*提供資料:*
■ ■ ■ ■

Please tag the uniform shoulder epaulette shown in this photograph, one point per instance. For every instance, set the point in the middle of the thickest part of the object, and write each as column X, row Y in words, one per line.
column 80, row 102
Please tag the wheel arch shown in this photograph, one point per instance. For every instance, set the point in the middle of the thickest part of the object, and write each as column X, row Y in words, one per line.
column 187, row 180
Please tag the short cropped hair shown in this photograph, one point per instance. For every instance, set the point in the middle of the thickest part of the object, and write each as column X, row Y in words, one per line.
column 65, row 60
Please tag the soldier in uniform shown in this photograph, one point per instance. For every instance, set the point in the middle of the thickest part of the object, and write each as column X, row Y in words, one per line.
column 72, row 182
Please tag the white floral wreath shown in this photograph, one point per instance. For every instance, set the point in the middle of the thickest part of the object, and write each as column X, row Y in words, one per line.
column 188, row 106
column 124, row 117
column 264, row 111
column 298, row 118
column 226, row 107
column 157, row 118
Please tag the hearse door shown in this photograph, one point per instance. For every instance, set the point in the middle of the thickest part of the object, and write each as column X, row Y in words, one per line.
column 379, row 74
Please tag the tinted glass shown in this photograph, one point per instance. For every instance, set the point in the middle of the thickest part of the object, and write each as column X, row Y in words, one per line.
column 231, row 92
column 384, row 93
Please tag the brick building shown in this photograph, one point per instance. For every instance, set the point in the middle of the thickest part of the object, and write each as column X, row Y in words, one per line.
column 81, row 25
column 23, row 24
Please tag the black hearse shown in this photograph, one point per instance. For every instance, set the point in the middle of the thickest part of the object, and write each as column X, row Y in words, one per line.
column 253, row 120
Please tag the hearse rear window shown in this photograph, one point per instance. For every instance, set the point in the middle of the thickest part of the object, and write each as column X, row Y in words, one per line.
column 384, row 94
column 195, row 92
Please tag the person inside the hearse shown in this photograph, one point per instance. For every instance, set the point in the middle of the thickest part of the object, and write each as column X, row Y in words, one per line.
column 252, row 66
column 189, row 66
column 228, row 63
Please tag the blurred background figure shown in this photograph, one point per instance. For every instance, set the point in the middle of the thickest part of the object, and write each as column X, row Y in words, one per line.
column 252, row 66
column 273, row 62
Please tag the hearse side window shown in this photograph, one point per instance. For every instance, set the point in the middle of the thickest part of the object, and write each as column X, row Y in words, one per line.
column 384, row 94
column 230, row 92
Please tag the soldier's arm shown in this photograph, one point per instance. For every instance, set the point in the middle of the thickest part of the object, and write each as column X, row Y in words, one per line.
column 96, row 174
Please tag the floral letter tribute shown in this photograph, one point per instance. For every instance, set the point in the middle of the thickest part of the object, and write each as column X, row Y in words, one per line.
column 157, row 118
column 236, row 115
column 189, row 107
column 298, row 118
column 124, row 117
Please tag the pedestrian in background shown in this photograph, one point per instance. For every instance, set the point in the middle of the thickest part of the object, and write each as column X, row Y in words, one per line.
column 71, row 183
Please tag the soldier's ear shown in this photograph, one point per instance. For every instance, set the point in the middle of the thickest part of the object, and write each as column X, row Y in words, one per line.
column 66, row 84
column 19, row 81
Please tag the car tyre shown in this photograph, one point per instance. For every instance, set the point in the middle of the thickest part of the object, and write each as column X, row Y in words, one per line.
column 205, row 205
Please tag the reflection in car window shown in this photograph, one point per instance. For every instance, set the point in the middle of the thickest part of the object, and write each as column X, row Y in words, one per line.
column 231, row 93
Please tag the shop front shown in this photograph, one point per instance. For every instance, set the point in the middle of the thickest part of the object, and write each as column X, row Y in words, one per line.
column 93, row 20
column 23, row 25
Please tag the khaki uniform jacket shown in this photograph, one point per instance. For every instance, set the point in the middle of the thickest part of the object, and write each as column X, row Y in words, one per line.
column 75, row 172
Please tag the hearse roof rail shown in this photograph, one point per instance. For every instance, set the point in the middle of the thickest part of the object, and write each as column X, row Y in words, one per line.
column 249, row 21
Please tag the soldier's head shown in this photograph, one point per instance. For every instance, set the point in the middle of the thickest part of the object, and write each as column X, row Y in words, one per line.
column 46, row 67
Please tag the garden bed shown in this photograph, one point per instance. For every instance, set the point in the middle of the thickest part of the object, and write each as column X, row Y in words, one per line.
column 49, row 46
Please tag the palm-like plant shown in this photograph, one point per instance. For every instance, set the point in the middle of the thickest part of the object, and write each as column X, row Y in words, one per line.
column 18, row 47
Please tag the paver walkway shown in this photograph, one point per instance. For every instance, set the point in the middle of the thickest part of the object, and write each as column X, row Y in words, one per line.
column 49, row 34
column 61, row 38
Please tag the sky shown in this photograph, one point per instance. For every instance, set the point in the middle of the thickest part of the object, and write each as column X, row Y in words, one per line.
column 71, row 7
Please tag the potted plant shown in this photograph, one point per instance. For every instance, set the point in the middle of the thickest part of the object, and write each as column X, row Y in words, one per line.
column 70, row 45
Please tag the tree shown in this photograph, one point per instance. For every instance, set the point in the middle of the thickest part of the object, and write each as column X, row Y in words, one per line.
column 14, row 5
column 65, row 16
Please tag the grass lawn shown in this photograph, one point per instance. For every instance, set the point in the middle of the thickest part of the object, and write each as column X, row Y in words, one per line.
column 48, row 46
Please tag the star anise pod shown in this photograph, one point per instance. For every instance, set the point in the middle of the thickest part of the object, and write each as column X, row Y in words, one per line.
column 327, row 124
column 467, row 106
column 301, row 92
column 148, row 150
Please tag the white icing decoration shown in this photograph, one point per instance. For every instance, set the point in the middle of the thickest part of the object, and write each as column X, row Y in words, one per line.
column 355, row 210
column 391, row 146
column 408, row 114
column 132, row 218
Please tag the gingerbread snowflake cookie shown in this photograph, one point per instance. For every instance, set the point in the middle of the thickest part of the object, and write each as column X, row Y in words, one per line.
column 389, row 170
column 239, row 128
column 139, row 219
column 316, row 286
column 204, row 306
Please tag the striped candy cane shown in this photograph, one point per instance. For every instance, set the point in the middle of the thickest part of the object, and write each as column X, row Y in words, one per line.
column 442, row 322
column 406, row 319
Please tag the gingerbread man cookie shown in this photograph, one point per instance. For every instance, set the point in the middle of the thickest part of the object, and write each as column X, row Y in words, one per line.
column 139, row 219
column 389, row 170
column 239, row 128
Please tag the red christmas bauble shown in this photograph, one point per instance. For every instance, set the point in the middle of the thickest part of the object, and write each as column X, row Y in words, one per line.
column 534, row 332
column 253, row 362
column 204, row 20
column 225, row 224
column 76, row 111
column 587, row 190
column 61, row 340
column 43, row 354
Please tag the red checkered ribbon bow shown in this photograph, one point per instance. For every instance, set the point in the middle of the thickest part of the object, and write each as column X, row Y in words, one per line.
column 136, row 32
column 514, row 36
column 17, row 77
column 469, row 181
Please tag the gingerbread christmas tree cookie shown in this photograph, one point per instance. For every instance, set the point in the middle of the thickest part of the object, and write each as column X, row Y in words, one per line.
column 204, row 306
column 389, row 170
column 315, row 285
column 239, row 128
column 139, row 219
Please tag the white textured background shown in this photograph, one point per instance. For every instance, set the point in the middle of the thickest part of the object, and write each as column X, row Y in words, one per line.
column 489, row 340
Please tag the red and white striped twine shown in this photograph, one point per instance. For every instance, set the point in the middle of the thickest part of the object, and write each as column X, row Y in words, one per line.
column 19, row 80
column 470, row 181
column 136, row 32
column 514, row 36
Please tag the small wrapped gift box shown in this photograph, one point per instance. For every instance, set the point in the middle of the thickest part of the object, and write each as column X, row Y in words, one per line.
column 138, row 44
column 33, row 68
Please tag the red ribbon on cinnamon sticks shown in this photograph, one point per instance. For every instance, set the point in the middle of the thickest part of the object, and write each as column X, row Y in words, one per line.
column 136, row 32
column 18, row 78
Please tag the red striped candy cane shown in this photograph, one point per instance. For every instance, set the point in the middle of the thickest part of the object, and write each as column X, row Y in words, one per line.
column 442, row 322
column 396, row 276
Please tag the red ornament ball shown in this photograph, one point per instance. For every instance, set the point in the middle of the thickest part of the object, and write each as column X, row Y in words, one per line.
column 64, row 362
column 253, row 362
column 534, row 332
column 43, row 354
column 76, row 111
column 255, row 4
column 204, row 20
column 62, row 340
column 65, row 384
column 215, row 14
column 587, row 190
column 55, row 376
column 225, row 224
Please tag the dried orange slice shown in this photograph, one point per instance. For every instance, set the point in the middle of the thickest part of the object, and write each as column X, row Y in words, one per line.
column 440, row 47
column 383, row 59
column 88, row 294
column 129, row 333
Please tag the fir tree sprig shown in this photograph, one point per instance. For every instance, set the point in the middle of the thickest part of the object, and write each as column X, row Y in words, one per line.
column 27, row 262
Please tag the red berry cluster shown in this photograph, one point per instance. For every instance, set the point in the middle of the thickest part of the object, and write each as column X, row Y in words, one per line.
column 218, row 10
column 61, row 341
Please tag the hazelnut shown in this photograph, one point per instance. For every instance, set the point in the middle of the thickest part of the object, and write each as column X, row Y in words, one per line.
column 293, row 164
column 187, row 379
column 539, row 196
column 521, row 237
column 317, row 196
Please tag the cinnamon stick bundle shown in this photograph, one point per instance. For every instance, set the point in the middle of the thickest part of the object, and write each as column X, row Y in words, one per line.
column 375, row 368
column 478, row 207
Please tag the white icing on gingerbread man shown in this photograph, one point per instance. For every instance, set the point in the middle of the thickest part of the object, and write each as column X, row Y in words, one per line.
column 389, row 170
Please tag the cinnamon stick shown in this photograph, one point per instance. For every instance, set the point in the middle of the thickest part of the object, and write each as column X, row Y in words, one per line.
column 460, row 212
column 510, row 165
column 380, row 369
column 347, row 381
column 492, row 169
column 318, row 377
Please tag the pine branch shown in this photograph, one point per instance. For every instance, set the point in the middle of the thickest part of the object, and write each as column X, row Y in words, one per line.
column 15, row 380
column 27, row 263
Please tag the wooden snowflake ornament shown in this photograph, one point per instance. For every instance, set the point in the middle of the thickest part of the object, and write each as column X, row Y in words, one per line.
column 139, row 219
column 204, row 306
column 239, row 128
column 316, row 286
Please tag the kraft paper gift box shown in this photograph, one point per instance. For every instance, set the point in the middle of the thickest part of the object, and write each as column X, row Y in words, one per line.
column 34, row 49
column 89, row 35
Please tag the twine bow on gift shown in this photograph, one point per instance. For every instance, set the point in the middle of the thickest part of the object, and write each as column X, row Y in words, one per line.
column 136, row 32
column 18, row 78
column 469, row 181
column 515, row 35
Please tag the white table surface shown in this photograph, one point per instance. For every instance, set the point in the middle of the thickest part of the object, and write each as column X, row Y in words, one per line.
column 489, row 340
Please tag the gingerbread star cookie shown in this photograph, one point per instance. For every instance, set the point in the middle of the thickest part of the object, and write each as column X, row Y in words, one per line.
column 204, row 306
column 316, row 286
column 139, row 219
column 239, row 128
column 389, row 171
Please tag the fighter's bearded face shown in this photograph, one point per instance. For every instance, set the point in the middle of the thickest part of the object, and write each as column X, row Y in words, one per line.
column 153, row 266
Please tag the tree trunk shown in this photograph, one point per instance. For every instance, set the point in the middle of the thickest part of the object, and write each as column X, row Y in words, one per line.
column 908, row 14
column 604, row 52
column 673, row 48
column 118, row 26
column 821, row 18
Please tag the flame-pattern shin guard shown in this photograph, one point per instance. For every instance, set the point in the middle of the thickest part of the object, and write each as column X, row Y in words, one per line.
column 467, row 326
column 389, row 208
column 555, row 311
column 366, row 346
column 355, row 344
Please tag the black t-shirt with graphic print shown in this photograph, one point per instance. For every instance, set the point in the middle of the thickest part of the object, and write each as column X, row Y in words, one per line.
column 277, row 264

■ ■ ■ ■

*やること:*
上の資料のうち、「Please tag the fighter's」を含む行から「column 821, row 18」を含む行までを、その両端の行も含めて、「番号」と「行」の2列のMarkdownの表に入れてください。空行は入れないでください。

*回答:*
| 番号 | 行 |
|---|---|
| 1 | Please tag the fighter's bearded face shown in this photograph, one point per instance. For every instance, set the point in the middle of the thickest part of the object, and write each as column X, row Y in words, one per line. |
| 2 | column 153, row 266 |
| 3 | Please tag the tree trunk shown in this photograph, one point per instance. For every instance, set the point in the middle of the thickest part of the object, and write each as column X, row Y in words, one per line. |
| 4 | column 908, row 14 |
| 5 | column 604, row 52 |
| 6 | column 673, row 48 |
| 7 | column 118, row 26 |
| 8 | column 821, row 18 |